#### [EXERCISE 1]
Answer these questions using the passage on team disagreement:
(a) Which militaries does it cite as having instituted red teams?
(b) What kind of team does it say is almost guaranteed to miss something?
(c) What should leadership circles want in order to improve the quality of their decisions?
#### [EXERCISE 2]
Pick up the passage on team disagreement after its final sentence and continue it in the same formal register.

#### [DOCUMENT SEGMENT]
When scrutinized in any detail, most of these rationalizations fall apart pretty quickly. Going back to the requirements of a Leadership Circle: if a mix of skills and perspectives from trusted colleagues committed to the venture’s success is necessary for effective decisionmaking, leadership circles should WANT good faith disagreement – even conflict – in order to improve the quality of those decisions.
Red teaming important decisions
For generations, the most experienced and high-stakes organizations (like the United States and Israeli militaries) have recognized the inherent tendency of teams towards groupthink and dysfunction and deliberately instituted “red teams” whose purpose was to assume a contrarian stance so that flaws in an organization’s thinking could be exposed. Teams should be encouraged to gather broad levels of information and points of view, think critically and question each other, in order to winnow out bad reasoning and groupthink. A team that never disagrees is almost guaranteed to miss something. (Even with an aligned, diverse, and trusting Leadership Circle, if disagreement still exists after discussion, not enough work has been done to share information, harmonize divergent points of view, or gain tacit support for a decision.)
Far worse than a team that never disagrees, however, is the team that is AFRAID to disagree. A team is where members believe that they “should not say things out loud that the leader might disagree with” is the definition of dysfunctional, and a dysfunctional team makes bad decisions and can doom the success of any venture.

Point annotations for photos:
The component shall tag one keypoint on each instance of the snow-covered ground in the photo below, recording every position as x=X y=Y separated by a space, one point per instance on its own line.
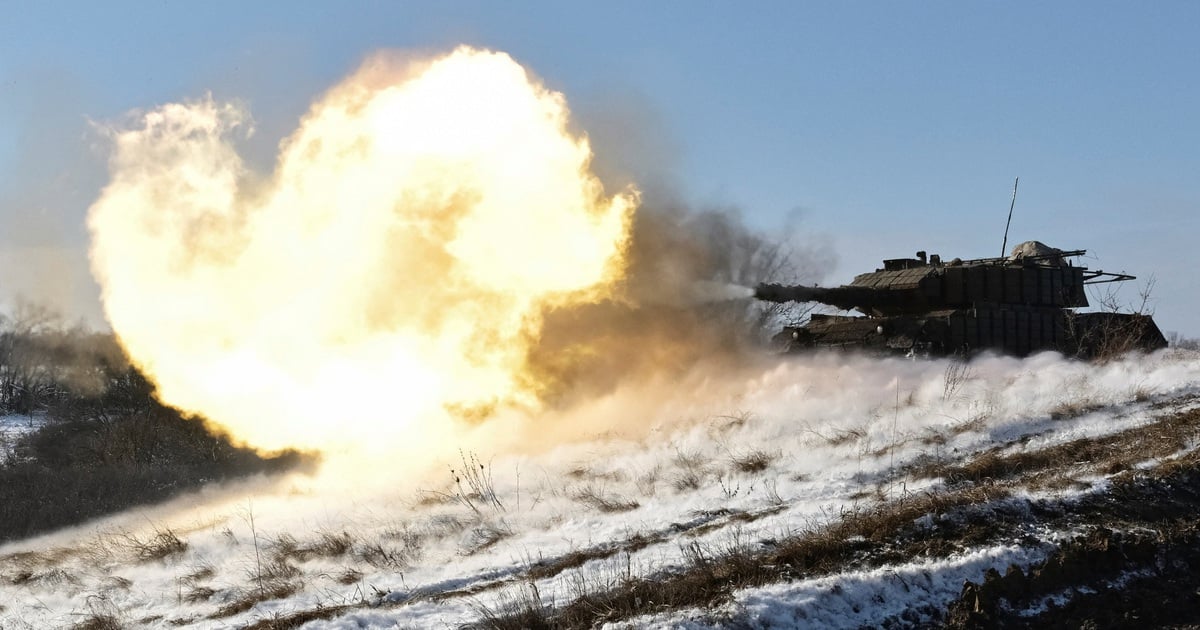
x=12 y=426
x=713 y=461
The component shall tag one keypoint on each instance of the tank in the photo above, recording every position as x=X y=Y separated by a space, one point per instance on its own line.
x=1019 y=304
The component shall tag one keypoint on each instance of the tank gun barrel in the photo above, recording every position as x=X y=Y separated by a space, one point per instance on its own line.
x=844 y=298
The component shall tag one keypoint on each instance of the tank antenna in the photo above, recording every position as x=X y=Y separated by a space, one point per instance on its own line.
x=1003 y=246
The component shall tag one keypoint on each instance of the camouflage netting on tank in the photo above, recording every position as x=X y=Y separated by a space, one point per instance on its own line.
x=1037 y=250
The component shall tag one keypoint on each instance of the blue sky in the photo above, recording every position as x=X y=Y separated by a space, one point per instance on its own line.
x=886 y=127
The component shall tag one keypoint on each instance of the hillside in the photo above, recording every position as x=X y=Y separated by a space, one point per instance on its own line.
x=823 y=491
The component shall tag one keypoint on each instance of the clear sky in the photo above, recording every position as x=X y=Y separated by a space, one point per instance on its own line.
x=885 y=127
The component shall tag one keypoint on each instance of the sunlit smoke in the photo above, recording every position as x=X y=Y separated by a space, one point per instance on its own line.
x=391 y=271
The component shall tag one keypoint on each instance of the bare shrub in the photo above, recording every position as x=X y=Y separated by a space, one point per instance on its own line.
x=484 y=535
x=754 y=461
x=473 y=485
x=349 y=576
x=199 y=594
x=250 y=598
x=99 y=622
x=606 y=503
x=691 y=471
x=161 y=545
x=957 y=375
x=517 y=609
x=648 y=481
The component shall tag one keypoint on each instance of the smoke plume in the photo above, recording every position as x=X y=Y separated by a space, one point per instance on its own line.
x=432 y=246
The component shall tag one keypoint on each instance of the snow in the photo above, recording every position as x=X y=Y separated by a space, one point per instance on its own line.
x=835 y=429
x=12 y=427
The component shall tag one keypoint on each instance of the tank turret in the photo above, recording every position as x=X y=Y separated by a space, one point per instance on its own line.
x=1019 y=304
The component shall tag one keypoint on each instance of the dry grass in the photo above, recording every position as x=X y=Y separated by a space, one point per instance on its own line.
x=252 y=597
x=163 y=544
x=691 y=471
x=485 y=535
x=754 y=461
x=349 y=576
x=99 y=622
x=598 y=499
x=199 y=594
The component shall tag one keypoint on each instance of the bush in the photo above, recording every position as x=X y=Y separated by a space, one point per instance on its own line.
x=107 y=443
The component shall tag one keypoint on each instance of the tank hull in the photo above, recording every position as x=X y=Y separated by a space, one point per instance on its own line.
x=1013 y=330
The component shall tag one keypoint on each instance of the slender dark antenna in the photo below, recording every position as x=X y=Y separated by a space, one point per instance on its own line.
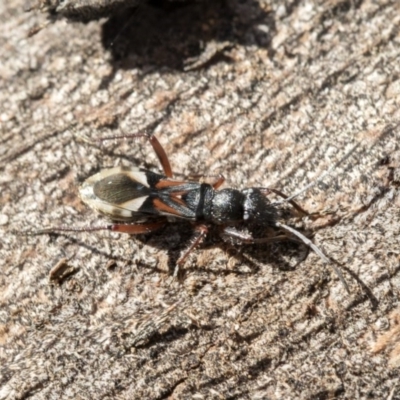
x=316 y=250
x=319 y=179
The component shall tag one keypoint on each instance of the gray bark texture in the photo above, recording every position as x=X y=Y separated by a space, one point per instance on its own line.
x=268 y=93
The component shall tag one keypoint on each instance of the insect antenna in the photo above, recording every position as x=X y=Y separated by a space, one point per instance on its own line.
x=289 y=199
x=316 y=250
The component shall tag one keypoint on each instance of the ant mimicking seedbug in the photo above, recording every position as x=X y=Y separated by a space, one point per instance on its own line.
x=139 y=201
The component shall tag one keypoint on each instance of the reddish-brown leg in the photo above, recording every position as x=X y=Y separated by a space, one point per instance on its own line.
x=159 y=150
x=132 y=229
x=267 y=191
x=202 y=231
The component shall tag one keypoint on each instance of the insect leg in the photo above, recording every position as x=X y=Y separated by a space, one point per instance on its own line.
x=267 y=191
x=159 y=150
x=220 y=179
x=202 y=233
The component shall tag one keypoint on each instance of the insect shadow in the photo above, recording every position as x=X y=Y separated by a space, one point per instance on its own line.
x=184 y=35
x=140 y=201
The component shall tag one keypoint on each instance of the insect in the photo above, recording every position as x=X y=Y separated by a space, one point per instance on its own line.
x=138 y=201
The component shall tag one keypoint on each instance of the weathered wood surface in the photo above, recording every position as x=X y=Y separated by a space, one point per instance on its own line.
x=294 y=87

* * *

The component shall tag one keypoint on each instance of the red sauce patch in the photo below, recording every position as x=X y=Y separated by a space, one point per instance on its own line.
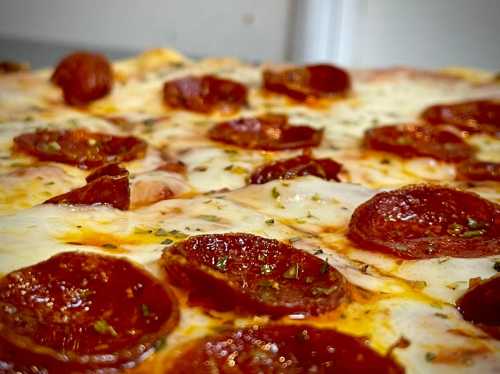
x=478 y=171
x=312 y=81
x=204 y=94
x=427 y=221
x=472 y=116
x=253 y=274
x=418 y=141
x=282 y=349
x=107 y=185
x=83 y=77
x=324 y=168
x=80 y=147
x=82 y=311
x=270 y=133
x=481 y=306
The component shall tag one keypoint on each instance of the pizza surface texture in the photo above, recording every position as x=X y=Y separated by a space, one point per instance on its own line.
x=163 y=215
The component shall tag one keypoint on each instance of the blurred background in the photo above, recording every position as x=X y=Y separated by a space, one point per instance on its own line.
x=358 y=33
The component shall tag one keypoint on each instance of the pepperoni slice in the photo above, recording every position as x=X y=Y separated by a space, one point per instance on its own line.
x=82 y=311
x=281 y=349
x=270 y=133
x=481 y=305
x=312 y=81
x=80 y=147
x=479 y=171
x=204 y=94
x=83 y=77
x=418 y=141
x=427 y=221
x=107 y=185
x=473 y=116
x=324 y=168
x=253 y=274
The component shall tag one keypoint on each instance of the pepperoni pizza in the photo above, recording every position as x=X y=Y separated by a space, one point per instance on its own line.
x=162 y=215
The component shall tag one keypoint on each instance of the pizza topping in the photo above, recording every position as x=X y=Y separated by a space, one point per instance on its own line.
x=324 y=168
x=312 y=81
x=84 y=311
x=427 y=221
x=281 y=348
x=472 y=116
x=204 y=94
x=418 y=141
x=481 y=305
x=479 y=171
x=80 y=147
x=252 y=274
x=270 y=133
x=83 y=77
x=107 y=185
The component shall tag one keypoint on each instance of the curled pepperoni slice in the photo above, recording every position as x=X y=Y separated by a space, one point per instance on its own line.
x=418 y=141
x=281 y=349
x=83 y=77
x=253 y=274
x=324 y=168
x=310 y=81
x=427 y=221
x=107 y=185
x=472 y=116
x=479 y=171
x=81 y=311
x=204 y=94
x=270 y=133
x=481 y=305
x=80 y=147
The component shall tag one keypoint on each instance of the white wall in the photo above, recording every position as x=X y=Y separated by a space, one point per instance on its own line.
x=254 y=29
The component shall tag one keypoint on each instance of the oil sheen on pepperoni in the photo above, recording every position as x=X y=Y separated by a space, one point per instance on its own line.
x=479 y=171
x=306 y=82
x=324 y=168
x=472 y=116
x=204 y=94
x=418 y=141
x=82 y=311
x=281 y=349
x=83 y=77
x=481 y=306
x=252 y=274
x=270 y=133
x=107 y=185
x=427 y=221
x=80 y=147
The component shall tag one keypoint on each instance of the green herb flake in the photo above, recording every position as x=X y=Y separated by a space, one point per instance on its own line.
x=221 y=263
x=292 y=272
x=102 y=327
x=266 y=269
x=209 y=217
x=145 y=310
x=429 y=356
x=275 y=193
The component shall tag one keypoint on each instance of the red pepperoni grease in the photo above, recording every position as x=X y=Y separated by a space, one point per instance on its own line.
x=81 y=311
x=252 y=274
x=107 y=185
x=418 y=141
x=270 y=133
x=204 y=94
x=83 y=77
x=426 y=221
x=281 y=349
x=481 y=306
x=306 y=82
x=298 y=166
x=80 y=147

#### [TASK ANSWER 1]
(a) The United States and Israeli militaries.
(b) A team that never disagrees.
(c) Good faith disagreement, even conflict.

#### [TASK ANSWER 2]
And this is where the founder’s reactions to ego challenges matter greatly.
How to handle ego challenges as a leader
If one starts with the perspective that the PURPOSE of a team is to expose disagreements and work to resolve them, it should be easier to accommodate statements or comments with which you disagree. But that still doesn’t mean every reaction is equal, especially if your ego is feeling challenged. If it was legitimately offered, how you respond is vital.
Here are a few questions to ask when you find your ego challenged by a statement from a colleague:
- Did the person offer their input in good faith, with the good of the organization in mind?
- Did the person intend to insult or denigrate you?
- Did the person offer their input in the right context (publicly in a measured way, or privately if critical)?
- Did the person explain their position rationally? If not, did you ask them to do so and did they respond?
If the answer to all of these questions was yes, consider strongly if your reaction is an ego challenge based on doubt or insecurity or frustration or anxiety, rather than a “challenge to your authority.”
How to avoid decisions that erode trust
One major responsibility of a founder/leader is to make decisions. But given that it is equally critical it is to cultivate a Leadership Circle based on trust, the WAY you make decisions can have a serious negative impact. Here are a few problematic decisionmaking habits to avoid:
- making an important decision without input from anyone in your Leadership Circle
- making an important decision with input from a single individual or a small group without broader discussion among your Leadership Circle
- ignoring disagreements offered by your Leadership Circle in good faith
- treating disagreements from your Leadership Circle dismissively
- making a decision based on your defacto authority without explanation
- making a decision that directly contradicts a team member’s input or recommendation without explanation
Whether the decision is right or wrong, all of these behaviors erode trust.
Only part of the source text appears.